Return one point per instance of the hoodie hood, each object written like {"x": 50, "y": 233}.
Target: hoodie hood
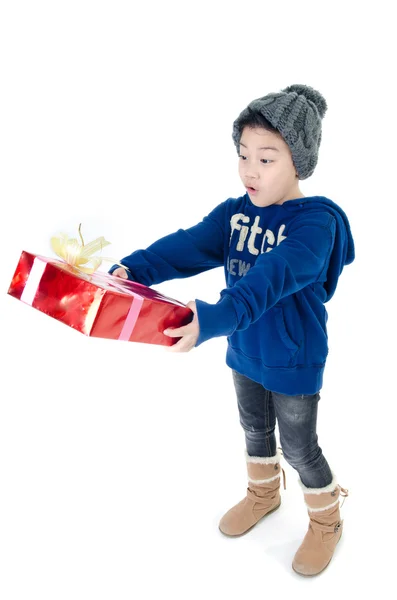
{"x": 343, "y": 252}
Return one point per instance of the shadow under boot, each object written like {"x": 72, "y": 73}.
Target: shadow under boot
{"x": 263, "y": 495}
{"x": 325, "y": 528}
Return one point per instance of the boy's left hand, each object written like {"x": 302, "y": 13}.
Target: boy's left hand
{"x": 189, "y": 333}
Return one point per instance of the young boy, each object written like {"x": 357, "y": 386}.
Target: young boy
{"x": 282, "y": 255}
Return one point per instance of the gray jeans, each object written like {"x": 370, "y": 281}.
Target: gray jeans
{"x": 297, "y": 420}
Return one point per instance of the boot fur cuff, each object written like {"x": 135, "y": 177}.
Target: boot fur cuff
{"x": 325, "y": 489}
{"x": 263, "y": 460}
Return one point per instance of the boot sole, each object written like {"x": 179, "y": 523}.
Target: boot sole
{"x": 249, "y": 529}
{"x": 322, "y": 570}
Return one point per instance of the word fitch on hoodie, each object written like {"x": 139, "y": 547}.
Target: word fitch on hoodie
{"x": 255, "y": 230}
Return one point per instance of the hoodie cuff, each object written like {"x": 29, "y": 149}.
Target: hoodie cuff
{"x": 215, "y": 319}
{"x": 114, "y": 267}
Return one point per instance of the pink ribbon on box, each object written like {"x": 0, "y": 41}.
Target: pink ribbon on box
{"x": 33, "y": 281}
{"x": 131, "y": 318}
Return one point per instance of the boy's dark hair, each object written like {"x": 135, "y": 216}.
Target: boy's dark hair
{"x": 252, "y": 119}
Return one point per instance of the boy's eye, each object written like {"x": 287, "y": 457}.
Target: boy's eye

WHAT YOU SHOULD DO:
Rewrite all the records above with each "hoodie" changed to "sweatshirt" and nothing else altered, and leave the pictures out.

SOLUTION TO THIS EXERCISE:
Return one point per instance of the sweatshirt hood, each object written like {"x": 50, "y": 233}.
Target: sweatshirt hood
{"x": 343, "y": 252}
Return one point per instance of the shadow under boot, each object written like {"x": 72, "y": 73}.
Target: shadow under boot
{"x": 263, "y": 495}
{"x": 325, "y": 528}
Return one point per instance of the boy's left hand, each object written like {"x": 302, "y": 13}.
Target: boy's left hand
{"x": 189, "y": 333}
Return one point per instance of the young boy, each object written like {"x": 357, "y": 386}.
Target: young boy
{"x": 282, "y": 255}
Return one point per instance of the gray jeans, each object written like {"x": 370, "y": 281}.
Target: gray jeans
{"x": 297, "y": 420}
Return one point per instance of the boot fur cuff, each object written like {"x": 135, "y": 177}.
Target: boot fur cuff
{"x": 325, "y": 489}
{"x": 263, "y": 460}
Return one point per instance of the boot sole, each object written like {"x": 179, "y": 523}.
Target: boot sole
{"x": 249, "y": 529}
{"x": 322, "y": 570}
Return one point per instance of the word fitch on sweatshirt, each object written like {"x": 139, "y": 547}.
Target: word fitch on sweatshirt
{"x": 255, "y": 230}
Return one point per instance of the sweatshirt cuff, each object written like {"x": 29, "y": 149}.
Target: sweatshirt cuff
{"x": 215, "y": 319}
{"x": 114, "y": 267}
Return one point per instance of the pink ribbon on box, each object written like {"x": 0, "y": 41}.
Target: pink ribbon on box
{"x": 33, "y": 281}
{"x": 131, "y": 318}
Return one point per instance of the boy's dark hair, each object written like {"x": 135, "y": 216}.
Target: boy's dark hair
{"x": 252, "y": 119}
Return one point per instance of the boy's eye, each object written like {"x": 287, "y": 457}.
Target: boy's eye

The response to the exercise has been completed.